--- START OF Excerpted passage ---

19th of March 2025, 3:18 pm
Parliament of Victoria | Legislative Council
David ETTERSHANK (Western Metropolitan)
I rise to make a contribution on this motion from Mr Mulholland. I have been overwhelmed by where this discussion has gone in the last few speeches, to a sort of global organised crime conspiracy, but we will come back to that. As has been alluded to, it has been nine months since the opposition last brought a CFMEU motion into this chamber. In the words of Yogi Bear, I have this feeling of ‘Oh, no, it is deja vu again,’ because it is deja vu again; it is the same stuff that was dragged up in July of last year. I think we are going to cover much of the same ground, except we now have gone from a royal commission into the construction division of the CFMEU – although they just talk about the CFMEU, which is a much bigger entity, as Mr Batchelor alluded to – to now apparently a royal commission into global organised crime and everything in between.
First and foremost, let us just get to a certain thing that I think we all can agree on: there are deeply, deeply disturbing elements that are correctly identified in this motion that strike to corruption and that strike to violence against women. Both are intolerable. Both are crimes. Both can and should be prosecuted with the full force of the law however and wherever they occur. I think we can all agree on that basic principle, and then probably we go in different directions.
Reading this motion one might get the sense that these crimes are happening in some sort of a legal process vacuum – that 60 Minutes and Nick McKenzie have shown this up, and I want to come back to the question of the investigative journalism, because it has been outstanding – but that is simply not the case. Currently we have, working on the construction division of the CFMEU – and I would also hope we can agree, apart from the criminal question, that we are talking about the construction division of the CFMEU, not the broader union –
Ryan BATCHELOR (Southern Metropolitan):
How do you know the difference between the divisions?
David ETTERSHANK (Western Metropolitan)

--- END OF Excerpted passage ---
--- START OF Excerpted records ---

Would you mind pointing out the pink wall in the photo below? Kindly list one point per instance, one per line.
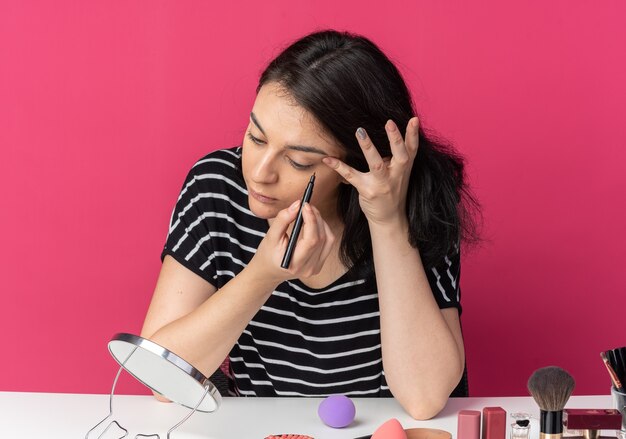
(105, 105)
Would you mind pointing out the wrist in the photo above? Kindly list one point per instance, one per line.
(263, 279)
(392, 224)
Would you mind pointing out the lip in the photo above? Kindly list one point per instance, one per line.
(260, 197)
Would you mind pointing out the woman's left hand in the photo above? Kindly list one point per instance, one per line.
(382, 190)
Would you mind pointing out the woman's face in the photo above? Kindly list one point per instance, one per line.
(282, 148)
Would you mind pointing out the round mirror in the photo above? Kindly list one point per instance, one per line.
(164, 372)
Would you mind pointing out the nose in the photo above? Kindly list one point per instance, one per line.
(264, 171)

--- END OF Excerpted records ---

Job A:
According to the CFMEU motion debate transcript, how long has it been since the opposition last brought a CFMEU motion into the chamber?
Job B:
Carry on the CFMEU motion debate transcript from the point where it stops.

Answer A:
Nine months.

Answer B:
We will come to that as well. Currently we have running Operation Hawk by Victoria Police, and we have Operation Rye by the Australian Federal Police. A lot of this is from my discussion last year. We have the implementation of the Wilson review, which made recommendations specifically on Victorian government sites and is, as I understand it, the subject of forthcoming legislation. We have a very vigorous administration of the Victorian construction division of the CFMEU, with multiple investigations running off that. We have the Fair Work Commission’s ongoing investigation into improper conduct, which is also leveraging off the administrator’s appointment. We have the ongoing Fair Work Ombudsman investigations, and there are multiples of those. Then there is also the very real possibility that there are federal and/or state anti-corruption commission investigations, but neither of those agencies is in the habit of making their investigations public until they so choose.
There is such a thing as too many cooks in the kitchen. The opposition is well aware of this. The call for a royal commission in this context is, I fear, frankly theatre. It is mischief, and it is quite possibly something a little more sinister. It is hard not to see that this is basically an opportunity to attack the construction division of the CFMEU, the broader CFMEU, the broader construction industry group of unions and the trade union movement as a whole. Just as outlaw bikie gangs and organised crime will follow the money, as Mr Limbrick quite accurately asserted, so too is the opposition inextricably drawn to its beloved union-busting agenda, like flies to excrement. What is that agenda?
Firstly, and we have heard it directly, it is to bring back the Australian Building and Construction Commission – the so-called tough cop on the beat. Their greatest achievement was to lower productivity. They did have a few weeks of some happiness, and some stats that keep on being bandied around, but overall during the period of the Australian Building and Construction Commission, productivity on construction work sites went down. Workplace deaths and injuries increased on their watch, and they used to stomp around threatening people with jail terms if they did not take down union flags. That was the glorious ABCC. And that was at a cost of tens of millions of dollars to the taxpayer.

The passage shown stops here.